Required action => Could you repeat the entries below word for word, leaving nothing out?

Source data
***
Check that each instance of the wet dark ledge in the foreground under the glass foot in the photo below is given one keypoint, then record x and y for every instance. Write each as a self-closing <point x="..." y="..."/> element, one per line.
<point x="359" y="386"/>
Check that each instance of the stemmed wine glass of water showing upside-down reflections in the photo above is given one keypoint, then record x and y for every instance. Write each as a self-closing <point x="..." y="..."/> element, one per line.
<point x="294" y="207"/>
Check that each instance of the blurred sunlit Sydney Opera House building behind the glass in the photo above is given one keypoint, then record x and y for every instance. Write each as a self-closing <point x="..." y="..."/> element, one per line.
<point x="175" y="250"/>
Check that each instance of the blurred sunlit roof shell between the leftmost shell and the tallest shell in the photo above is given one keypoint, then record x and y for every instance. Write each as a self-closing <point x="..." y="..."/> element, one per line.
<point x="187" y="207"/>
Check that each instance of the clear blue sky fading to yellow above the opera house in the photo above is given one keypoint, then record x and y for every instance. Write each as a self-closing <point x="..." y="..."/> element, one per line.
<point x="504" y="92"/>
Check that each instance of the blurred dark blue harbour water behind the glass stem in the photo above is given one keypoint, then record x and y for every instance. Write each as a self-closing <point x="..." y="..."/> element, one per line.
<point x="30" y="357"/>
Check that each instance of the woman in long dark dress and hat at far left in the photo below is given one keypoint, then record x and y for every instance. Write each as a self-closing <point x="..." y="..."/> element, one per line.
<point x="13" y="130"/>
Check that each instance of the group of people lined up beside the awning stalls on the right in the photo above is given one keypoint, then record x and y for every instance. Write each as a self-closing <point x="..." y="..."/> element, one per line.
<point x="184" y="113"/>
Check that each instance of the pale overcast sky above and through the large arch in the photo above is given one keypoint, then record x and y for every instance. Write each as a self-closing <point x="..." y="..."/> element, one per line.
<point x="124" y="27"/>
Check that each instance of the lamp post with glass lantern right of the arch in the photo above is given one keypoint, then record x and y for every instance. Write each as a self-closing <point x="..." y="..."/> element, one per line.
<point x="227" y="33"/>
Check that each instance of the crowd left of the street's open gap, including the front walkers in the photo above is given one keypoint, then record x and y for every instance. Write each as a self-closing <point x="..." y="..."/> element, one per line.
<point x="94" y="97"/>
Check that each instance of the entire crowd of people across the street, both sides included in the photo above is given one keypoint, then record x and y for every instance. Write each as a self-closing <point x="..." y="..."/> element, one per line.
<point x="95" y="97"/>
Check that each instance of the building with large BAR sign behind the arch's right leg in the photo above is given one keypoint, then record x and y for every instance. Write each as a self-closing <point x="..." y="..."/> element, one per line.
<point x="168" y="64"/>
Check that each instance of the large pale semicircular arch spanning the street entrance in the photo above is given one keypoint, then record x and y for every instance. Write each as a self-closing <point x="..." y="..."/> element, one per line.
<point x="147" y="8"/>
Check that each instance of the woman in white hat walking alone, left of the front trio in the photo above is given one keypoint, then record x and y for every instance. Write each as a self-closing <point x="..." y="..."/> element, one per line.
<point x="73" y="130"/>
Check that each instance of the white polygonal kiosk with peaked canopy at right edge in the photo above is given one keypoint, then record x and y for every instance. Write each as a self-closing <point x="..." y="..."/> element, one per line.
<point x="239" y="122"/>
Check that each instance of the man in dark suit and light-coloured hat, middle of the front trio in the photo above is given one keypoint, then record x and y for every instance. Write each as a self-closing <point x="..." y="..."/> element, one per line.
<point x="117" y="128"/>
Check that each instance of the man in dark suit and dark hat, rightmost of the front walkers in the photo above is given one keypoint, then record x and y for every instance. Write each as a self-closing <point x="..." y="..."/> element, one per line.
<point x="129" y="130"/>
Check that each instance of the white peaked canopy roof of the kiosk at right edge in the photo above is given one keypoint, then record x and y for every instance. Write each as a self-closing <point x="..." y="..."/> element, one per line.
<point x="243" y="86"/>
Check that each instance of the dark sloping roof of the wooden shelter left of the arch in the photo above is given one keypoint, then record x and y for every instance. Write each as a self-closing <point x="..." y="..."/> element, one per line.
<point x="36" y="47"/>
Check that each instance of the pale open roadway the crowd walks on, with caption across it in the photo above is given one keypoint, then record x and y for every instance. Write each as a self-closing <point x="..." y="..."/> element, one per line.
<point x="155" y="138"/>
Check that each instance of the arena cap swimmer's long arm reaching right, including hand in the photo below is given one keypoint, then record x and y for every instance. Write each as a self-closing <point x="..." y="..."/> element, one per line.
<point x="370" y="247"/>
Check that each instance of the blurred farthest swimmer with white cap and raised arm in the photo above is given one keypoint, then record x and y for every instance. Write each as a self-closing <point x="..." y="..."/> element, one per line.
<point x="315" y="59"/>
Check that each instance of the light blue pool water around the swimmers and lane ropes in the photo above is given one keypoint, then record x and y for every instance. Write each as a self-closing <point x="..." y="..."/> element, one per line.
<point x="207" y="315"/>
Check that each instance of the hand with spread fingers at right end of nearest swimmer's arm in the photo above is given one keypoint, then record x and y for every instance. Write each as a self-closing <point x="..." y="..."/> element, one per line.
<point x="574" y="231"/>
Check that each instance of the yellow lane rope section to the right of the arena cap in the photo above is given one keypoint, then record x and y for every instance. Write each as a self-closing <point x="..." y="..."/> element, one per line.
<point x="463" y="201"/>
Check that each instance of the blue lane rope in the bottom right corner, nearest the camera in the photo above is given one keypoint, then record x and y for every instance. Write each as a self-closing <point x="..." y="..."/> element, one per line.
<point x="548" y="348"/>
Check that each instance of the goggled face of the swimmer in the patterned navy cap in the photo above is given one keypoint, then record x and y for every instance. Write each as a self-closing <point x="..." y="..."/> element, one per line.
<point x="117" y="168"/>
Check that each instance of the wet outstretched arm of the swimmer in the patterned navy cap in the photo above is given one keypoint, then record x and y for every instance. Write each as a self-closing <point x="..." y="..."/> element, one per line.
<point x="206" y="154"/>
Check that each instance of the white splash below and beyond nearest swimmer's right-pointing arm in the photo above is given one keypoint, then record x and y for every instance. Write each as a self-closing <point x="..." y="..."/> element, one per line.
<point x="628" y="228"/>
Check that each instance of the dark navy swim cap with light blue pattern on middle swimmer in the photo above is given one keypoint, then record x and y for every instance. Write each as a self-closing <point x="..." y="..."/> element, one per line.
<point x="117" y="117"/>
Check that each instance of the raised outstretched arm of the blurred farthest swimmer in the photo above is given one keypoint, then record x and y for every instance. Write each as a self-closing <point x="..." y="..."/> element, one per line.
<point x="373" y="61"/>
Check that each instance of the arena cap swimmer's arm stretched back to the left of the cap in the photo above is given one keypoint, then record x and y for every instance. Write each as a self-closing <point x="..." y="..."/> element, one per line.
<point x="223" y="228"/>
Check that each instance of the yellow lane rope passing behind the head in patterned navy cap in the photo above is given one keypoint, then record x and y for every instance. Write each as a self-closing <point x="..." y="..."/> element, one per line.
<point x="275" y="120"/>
***
Your solution =>
Check that each instance of the wet dark ledge in the foreground under the glass foot in the photo below is given one keypoint, then record x and y for every instance. Write each as a self-closing <point x="..." y="..."/> element, one per line.
<point x="359" y="386"/>
Check that each instance of the stemmed wine glass of water showing upside-down reflections in the photo above is given one keypoint, then record x and y for every instance. Write each as a self-closing <point x="..." y="..."/> element, one per line.
<point x="294" y="207"/>
Check that each instance of the blurred sunlit Sydney Opera House building behind the glass in the photo above is given one keypoint, then record x and y for every instance. Write each as a self-closing <point x="..." y="..."/> element, one per line.
<point x="175" y="250"/>
Check that each instance of the blurred sunlit roof shell between the leftmost shell and the tallest shell in the photo above is given one keypoint, then record x and y for every instance. Write each as a self-closing <point x="..." y="..."/> element, one per line.
<point x="187" y="207"/>
Check that each instance of the clear blue sky fading to yellow above the opera house in the photo above is given one keypoint, then record x and y for every instance. Write each as a self-closing <point x="..." y="..."/> element, one per line.
<point x="504" y="92"/>
Check that each instance of the blurred dark blue harbour water behind the glass stem in the photo above is given one keypoint, then record x and y for every instance. Write each as a self-closing <point x="..." y="..."/> element, one per line.
<point x="30" y="357"/>
Check that each instance of the woman in long dark dress and hat at far left in the photo below is given one keypoint, then record x and y for every instance. Write each as a self-closing <point x="..." y="..."/> element, one per line.
<point x="13" y="130"/>
Check that each instance of the group of people lined up beside the awning stalls on the right in the photo above is given one keypoint, then record x and y for every instance. Write each as a self-closing <point x="..." y="..."/> element, one per line.
<point x="184" y="113"/>
Check that each instance of the pale overcast sky above and through the large arch in the photo above is given one keypoint, then record x and y for every instance. Write each as a self-closing <point x="..." y="..."/> element, one per line.
<point x="124" y="27"/>
Check that each instance of the lamp post with glass lantern right of the arch in the photo above is given one keypoint, then record x and y for every instance. Write each as a self-closing <point x="..." y="..."/> element, one per line.
<point x="227" y="33"/>
Check that each instance of the crowd left of the street's open gap, including the front walkers in the photo above is given one keypoint, then record x and y for every instance. Write each as a self-closing <point x="..." y="..."/> element, one per line.
<point x="94" y="97"/>
Check that each instance of the entire crowd of people across the street, both sides included in the photo above is given one keypoint, then record x and y for every instance. Write each as a self-closing <point x="..." y="..."/> element, one per line.
<point x="95" y="97"/>
Check that each instance of the building with large BAR sign behind the arch's right leg in the photo above is given one keypoint, then record x and y for every instance. Write each as a self-closing <point x="..." y="..."/> element, one per line.
<point x="168" y="64"/>
Check that each instance of the large pale semicircular arch spanning the street entrance in the photo above is given one keypoint, then record x and y for every instance. Write each as a self-closing <point x="..." y="..."/> element, one per line.
<point x="147" y="8"/>
Check that each instance of the woman in white hat walking alone, left of the front trio in the photo above is given one keypoint, then record x and y for every instance. Write each as a self-closing <point x="..." y="..."/> element, one per line.
<point x="73" y="130"/>
Check that each instance of the white polygonal kiosk with peaked canopy at right edge in the photo above is given one keypoint, then record x and y for every instance. Write each as a self-closing <point x="..." y="..."/> element, one per line.
<point x="239" y="122"/>
Check that each instance of the man in dark suit and light-coloured hat, middle of the front trio in the photo above is given one keypoint, then record x and y for every instance. Write each as a self-closing <point x="..." y="..."/> element, one per line.
<point x="117" y="128"/>
Check that each instance of the man in dark suit and dark hat, rightmost of the front walkers in the photo above is given one keypoint, then record x and y for every instance. Write each as a self-closing <point x="..." y="..."/> element, one per line.
<point x="129" y="130"/>
Check that each instance of the white peaked canopy roof of the kiosk at right edge in the photo above is given one keypoint, then record x and y for every instance. Write each as a self-closing <point x="..." y="..."/> element, one per line.
<point x="243" y="86"/>
Check that each instance of the dark sloping roof of the wooden shelter left of the arch in the photo above is given one keypoint, then record x and y for every instance. Write each as a self-closing <point x="..." y="..."/> element, one per line.
<point x="36" y="47"/>
Check that each instance of the pale open roadway the crowd walks on, with caption across it in the photo above is given one keypoint, then record x and y for every instance. Write each as a self-closing <point x="..." y="..."/> element, one per line.
<point x="155" y="138"/>
Check that each instance of the arena cap swimmer's long arm reaching right, including hand in the photo below is given one keypoint, then record x and y for every instance. Write each as a self-closing <point x="..." y="..."/> element, one per line.
<point x="370" y="247"/>
Check that each instance of the blurred farthest swimmer with white cap and raised arm in the photo above is given one keypoint, then record x and y for every instance. Write each as a self-closing <point x="..." y="..."/> element, one per line.
<point x="315" y="59"/>
Check that each instance of the light blue pool water around the swimmers and lane ropes in the photo above is given one keypoint, then record x and y for every instance. Write each as a self-closing <point x="..." y="..."/> element, one per line.
<point x="207" y="315"/>
Check that each instance of the hand with spread fingers at right end of nearest swimmer's arm in the photo above is given one keypoint, then record x and y for every instance. Write each as a self-closing <point x="..." y="..."/> element, one per line.
<point x="574" y="231"/>
Check that each instance of the yellow lane rope section to the right of the arena cap in the photo above is given one keypoint, then record x and y for every instance. Write each as a self-closing <point x="..." y="..."/> element, one per line.
<point x="463" y="201"/>
Check that each instance of the blue lane rope in the bottom right corner, nearest the camera in the photo above is given one keypoint, then record x and y for every instance. Write each as a self-closing <point x="..." y="..."/> element, one per line.
<point x="548" y="348"/>
Check that each instance of the goggled face of the swimmer in the patterned navy cap in the photo above is given one keypoint, then record x and y for every instance. Write each as a self-closing <point x="..." y="..."/> element, one per line.
<point x="117" y="168"/>
Check that each instance of the wet outstretched arm of the swimmer in the patterned navy cap in the photo above is given one keypoint, then record x and y for every instance. Write each as a self-closing <point x="..." y="..."/> element, one per line.
<point x="206" y="154"/>
Check that each instance of the white splash below and beyond nearest swimmer's right-pointing arm in the photo above is given one keypoint, then record x and y for every instance. Write each as a self-closing <point x="..." y="..."/> element, one per line.
<point x="628" y="228"/>
Check that each instance of the dark navy swim cap with light blue pattern on middle swimmer in the photo above is given one keypoint, then record x and y for every instance. Write each as a self-closing <point x="..." y="..."/> element, one per line.
<point x="117" y="117"/>
Check that each instance of the raised outstretched arm of the blurred farthest swimmer in the photo above is given one keypoint, then record x and y for every instance. Write each as a self-closing <point x="..." y="..."/> element, one per line.
<point x="373" y="61"/>
Check that each instance of the arena cap swimmer's arm stretched back to the left of the cap in the photo above is given one keypoint, then record x and y for every instance. Write each as a self-closing <point x="..." y="..."/> element, one per line.
<point x="223" y="228"/>
Check that each instance of the yellow lane rope passing behind the head in patterned navy cap in the photo above is given one keypoint, then record x and y for every instance. Write each as a self-closing <point x="..." y="..."/> element, one per line.
<point x="275" y="120"/>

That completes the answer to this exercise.